| COSA FARAI |
(a) Traduci in inglese questa frase del testo sul bilancio comunale: «Sono domande capziose, perché la vera domanda è: chi paga il conto di una Amministrazione zoppa?».
(b) Scrivi il seguito del testo sul bilancio comunale, cominciando subito dopo la sua ultima frase.

| TESTO FORNITO |
■ ■ ■ ■ ■

L’ulteriore paradosso è l’ottica perversa con la quale la questione conquista le prime pagine dei giornali: chi l’ha creato? Chi invece lo riduce virtuosamente o è abile a raggiungere il pareggio di bilancio?Ripensate alla marea di post social di Sindaci esultanti per avere ridotto il disavanzo pubblico, senza però chiedersi a che prezzo.

Sono domande capziose, perché la vera domanda è: chi paga il conto di una Amministrazione zoppa? Chi sono i cittadini di Serie B che subiscono le limitazioni economico-finanziarie? Questa è la vera rivoluzione che una nuova Giunta dovrebbe mettere in atto, pensando laterale rispetto ai princìpi neo-liberali che pongono l’equilibrio di bilancio come fine, e non come mezzo per migliorare la qualità della vita dei torinesi.

■ ■ ■ ■ ■

| RECORD ELENCATI |
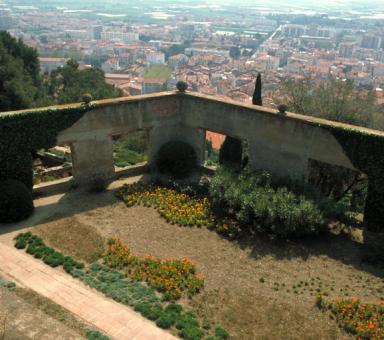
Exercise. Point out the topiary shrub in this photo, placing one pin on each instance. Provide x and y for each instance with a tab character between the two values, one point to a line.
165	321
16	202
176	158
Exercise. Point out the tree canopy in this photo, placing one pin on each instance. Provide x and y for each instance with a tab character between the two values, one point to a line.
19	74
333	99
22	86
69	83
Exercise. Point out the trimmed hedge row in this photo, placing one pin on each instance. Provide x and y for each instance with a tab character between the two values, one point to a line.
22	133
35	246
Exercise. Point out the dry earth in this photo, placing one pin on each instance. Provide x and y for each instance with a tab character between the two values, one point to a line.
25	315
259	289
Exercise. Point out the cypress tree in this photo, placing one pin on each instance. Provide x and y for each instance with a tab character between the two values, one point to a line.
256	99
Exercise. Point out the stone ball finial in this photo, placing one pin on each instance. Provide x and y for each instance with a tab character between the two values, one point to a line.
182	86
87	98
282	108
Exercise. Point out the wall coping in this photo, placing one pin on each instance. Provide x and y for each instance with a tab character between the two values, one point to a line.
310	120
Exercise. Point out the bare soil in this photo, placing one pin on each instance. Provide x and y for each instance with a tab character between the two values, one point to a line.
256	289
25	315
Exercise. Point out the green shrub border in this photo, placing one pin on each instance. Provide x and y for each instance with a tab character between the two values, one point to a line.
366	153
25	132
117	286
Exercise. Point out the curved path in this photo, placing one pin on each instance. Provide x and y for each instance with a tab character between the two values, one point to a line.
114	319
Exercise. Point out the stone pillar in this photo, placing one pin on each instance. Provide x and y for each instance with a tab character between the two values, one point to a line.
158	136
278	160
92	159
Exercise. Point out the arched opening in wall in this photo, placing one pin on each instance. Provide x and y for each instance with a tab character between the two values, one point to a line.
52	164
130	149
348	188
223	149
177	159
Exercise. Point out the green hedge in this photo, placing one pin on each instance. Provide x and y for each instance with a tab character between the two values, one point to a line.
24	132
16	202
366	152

■ ■ ■ ■ ■

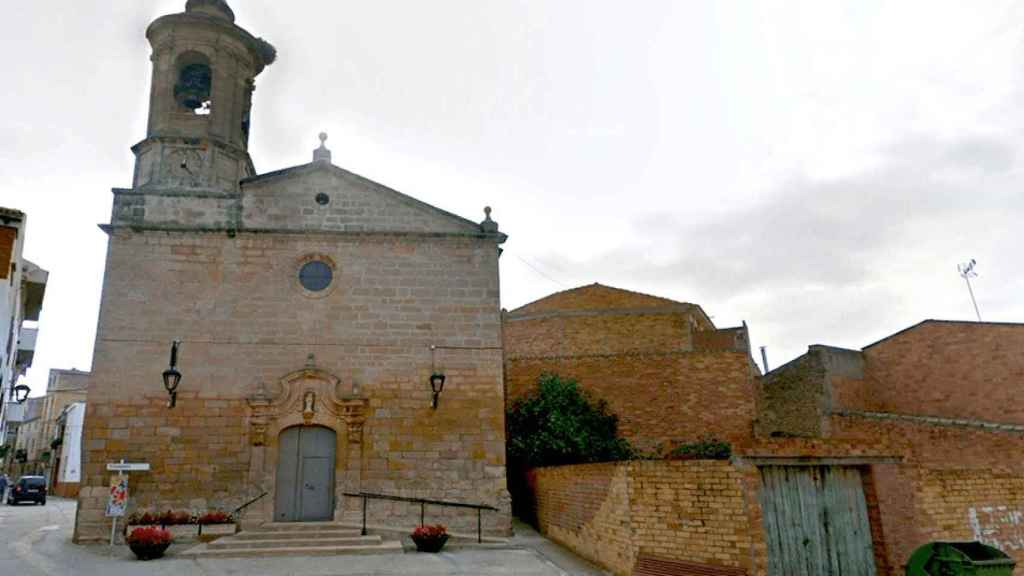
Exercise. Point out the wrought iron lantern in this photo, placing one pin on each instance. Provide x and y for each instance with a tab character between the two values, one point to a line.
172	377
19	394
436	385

■ ■ ■ ■ ■

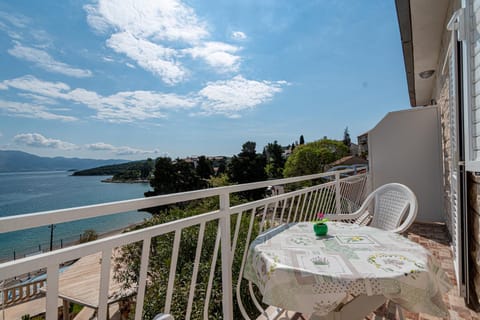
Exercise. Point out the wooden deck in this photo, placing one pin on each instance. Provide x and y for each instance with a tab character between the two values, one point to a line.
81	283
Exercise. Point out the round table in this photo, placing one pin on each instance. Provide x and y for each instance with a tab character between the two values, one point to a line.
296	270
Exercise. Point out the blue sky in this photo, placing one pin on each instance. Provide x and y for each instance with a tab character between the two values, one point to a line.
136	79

■ ■ ■ ■ ■

| RISPOSTE PER COMPITO |
(a) These are captious questions, because the real question is: who pays the bill for a hobbled Administration?

(b)
Non sembra essere l “era Lo Russo” quella che cambierà le carte in tavola, dato che al momento il Sindaco si è semplicemente messo in coda insieme ai suoi omologhi per ottenere una percentuale più ampia possibile dei (tanti) miliardi di euro che il PNRR (Piano Nazionale di Ripresa e Resilienza) metterà a disposizione degli enti locali, “che sono la parte che più ha sofferto del blocco della spesa e del ricambio di personale di questi anni”, secondo il settimanale “L’Essenziale”. A proposito dei lavoratori impiegati nell’ente, “il patto di stabilità interno ha avuto come obiettivo primario la riduzione della spesa per il personale: si è così passati dall’ingresso di un nuovo lavoratore ogni due che andavano in pensione al rapporto 1 a 5, fino al blocco del turnover” (Marco Bersani, Jacobin Italia, “Le città ingovernabili”). Non a caso la prima polemica tra il neo-Sindaco e la vecchia maggioranza pentastellata ha riguardato la “scoperta” di Lo Russo che al Comune mancano 5 mila dipendenti. Per tradurre i numeri nella vita quotidiana, pensateci quando dovrete attendere sei mesi per un appuntamento all’Anagrafe per rinnovare la carta d’identità, o se vi trovate a pregare per un impiego pubblico per il vostro giovane figlio disoccupato.

Sempre citando le stesse fonti, “i fondi del PNNR destinati agli enti locali toccheranno una cifra compresa tra i 50 ei 70 miliardi di euro (..) si tratta di un incremento del 26% della spesa media rispetto al 2017”.

Sostenibilità, infrastrutture, riduzione dei divari territoriali sono alcuni titoli del piano e, per farla semplice, a caval donato non si guarda in bocca: quale effetto reale avranno però sulle fasce marginali delle città, e quante risorse libereranno per le politiche sociali di assistenza agli ultimi? Non vediamo capitoli di spesa rivolti al diritto alla casa, a un reddito cittadino per chi è nullatenente, o di sostegno alla formazione e istruzione per chi non ha gli strumenti per competere sul mercato del lavoro.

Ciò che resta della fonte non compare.